### Data ###

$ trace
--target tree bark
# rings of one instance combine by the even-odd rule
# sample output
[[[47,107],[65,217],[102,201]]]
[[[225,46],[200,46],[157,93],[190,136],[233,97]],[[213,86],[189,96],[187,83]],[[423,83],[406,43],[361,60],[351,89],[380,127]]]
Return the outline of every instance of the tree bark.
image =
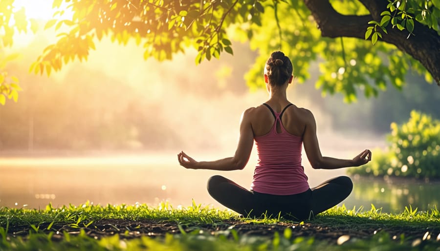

###

The request: Please rewrite the records above, substituting "rock surface" for every "tree bark" and changing nothing else. Omit the pictures from your answer.

Reply to the exercise:
$ trace
--target rock surface
# rings of one instance combine by the even-odd rule
# sample output
[[[47,107],[65,217],[102,201]]]
[[[225,46],[200,46],[157,93],[190,136],[233,97]],[[213,86],[189,96],[187,83]],[[423,83],[406,43],[361,60],[351,89],[380,127]]]
Return the outline of every instance of the rock surface.
image =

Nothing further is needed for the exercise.